# Does she Wear anything?...Poll...24 Hour Only



## james_death (Aug 9, 2010)

*Ok Folks Indulge me if you will please....

Below are a selection of Pics of My Good Lady Wife's Black Polo.























































Now what im asking from just the pictures, as she is even brighter in the metal...:lol:

Is do you think...

She is Wearing....

A.... A Sealant....?

B.... A Wax....?

C.... Nothing at all...?

Nothing Sinister in my Question its all open and up front.... No prizes for Guessing Correctly....:lol::lol::lol: Just a bit of Fun...

*


----------



## Cupar (Aug 4, 2011)

Supaguard?


----------



## ITHAQVA (Feb 20, 2011)

Dam i thought this was a panty question, does it always have to be about cars, what sort of forum is this


----------



## james_death (Aug 9, 2010)
....
Resume the forum thread polling whether the black Polo wears a sealant, a wax, or nothing, picking up from its final line.

- Data excerpt:
....
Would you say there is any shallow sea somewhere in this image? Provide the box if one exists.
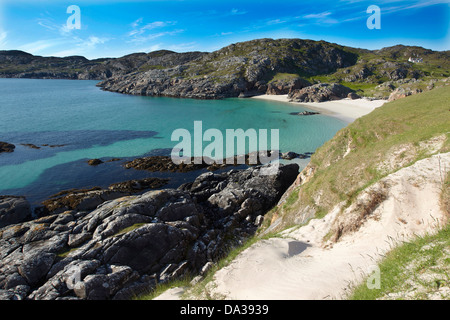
....
- Reply to the task:
ITHAQVA said:


> Dam i thought this was a panty question, does it always have to be about cars, what sort of forum is this


:lol::lol::lol::lol: The Question popped straight into my head and then i thought.... HHMMMM.. That may pull More views....:lol::lol::lol: Wasnt my intention though...:lol::lol::lol::lol::lol::lol::lol::lol::lol::lol::lol::lol::lol::lol::lol::lol::lol::lol::lol::lol::lol::lol::lol::lol::lol::lol::lol::lol:


----------



## ITHAQVA (Feb 20, 2011)

james_death said:


> :lol::lol::lol::lol: The question popped straight into my head and then i thought.... Hhmmmm.. That may pull more views....:lol::lol::lol: Wasnt my intention though...:lol::lol::lol::lol::lol::lol::lol::lol::lol::lol::lol::lol::lol::lol::lol::lol::lol::lol::lol::lol::lol::lol::lol::lol::lol::lol::lol::lol:


:lol:


----------



## Grawschbags (Apr 15, 2010)

The title certainly caught my attention...

I'll stick my neck on the line and say she's not wearing anything at all!


----------



## james_death (Aug 9, 2010)

Grawschbags said:


> The title certainly caught my attention...
> 
> I'll stick my neck on the line and say she's not wearing anything at all!


Ooooh Cheeky Cheeky....:lol:


----------



## ITHAQVA (Feb 20, 2011)

*I think she is wearing sealant*....& a black satin french maid out fit with matching stockings,suspenders & 6" high heels :thumb:


----------



## clioLuke (Oct 2, 2010)

i rekon sealant


----------



## james_death (Aug 9, 2010)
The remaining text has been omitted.